# Partner 820 visa approved in 4 days!



## kimmington (Jan 30, 2011)

Hi everyone!

I got the notification a few days ago that my partner 820 visa was approved within 4 working days after I lodged my application (applied March 30, approved April 5)! Amazing! This forum was definitely a great help 

Just in case anyone is interested, I applied in person, on-shore.


----------



## cu59105 (Jan 16, 2011)

Congrats!! And please give us details on how you managed to do that in 4 days????


----------



## kimmington (Jan 30, 2011)

cu59105 said:


> Congrats!! And please give us details on how you managed to do that in 4 days????


Thank you!!

I think applying in person helped, although I can't say how much it helped or even if it really mattered a whole lot (although immigration said to apply in person if you can). I didn't do an interview. The case officer's name was written on my grant letter, and it was different from the guy who we met when we applied.

As for my application, I wrote a cover letter (name of me and my sponsor, address, reason for applying, table of contents regarding necessary official documents included for both applicant and sponsor).

For each section of the application I also wrote a cover letter, which had the section title (Financial Evidence, Social Context, etc.) in big letters to easily show what they were looking at, table of contents explaining what evidence is provided, and short explanations for anything I felt needed clarifying, or any additional information I wanted to tell them that evidence alone might not say.

##############################

■ WHAT YOU WILL DO:
In the forum thread, how did kimmington lodge the partner 820 visa application? The records serve no purpose in this exercise.

■ MATERIAL PROVIDED:
##############################

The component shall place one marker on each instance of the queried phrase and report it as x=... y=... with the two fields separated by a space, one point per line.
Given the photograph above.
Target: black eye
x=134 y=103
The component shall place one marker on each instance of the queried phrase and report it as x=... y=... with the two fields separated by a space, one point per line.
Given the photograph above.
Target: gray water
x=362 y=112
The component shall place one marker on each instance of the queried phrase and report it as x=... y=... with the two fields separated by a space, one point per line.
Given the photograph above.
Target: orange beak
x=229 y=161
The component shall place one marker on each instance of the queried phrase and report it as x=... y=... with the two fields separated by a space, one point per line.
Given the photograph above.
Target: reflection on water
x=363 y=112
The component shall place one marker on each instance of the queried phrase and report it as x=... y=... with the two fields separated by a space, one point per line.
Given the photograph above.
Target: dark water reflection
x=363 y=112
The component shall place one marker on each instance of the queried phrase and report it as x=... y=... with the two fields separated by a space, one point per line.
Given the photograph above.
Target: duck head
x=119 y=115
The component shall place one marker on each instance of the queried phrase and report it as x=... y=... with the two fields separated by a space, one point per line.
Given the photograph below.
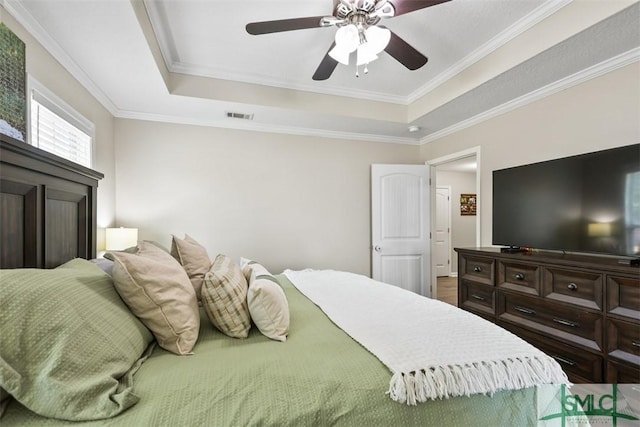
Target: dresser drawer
x=477 y=297
x=573 y=287
x=580 y=366
x=519 y=277
x=621 y=373
x=623 y=340
x=479 y=269
x=567 y=324
x=623 y=296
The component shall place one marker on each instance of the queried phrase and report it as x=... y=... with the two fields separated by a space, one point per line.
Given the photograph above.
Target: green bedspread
x=319 y=376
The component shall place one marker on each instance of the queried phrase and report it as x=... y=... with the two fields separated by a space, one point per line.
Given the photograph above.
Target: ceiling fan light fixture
x=377 y=38
x=340 y=55
x=348 y=38
x=365 y=55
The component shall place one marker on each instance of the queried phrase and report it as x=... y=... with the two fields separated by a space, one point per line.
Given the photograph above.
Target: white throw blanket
x=434 y=350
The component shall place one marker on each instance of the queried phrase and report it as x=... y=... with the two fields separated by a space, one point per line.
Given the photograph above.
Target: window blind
x=56 y=135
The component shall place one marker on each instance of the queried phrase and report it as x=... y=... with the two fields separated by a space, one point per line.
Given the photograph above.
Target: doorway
x=461 y=173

##############################

■ TASK ANSWER:
In person, on-shore.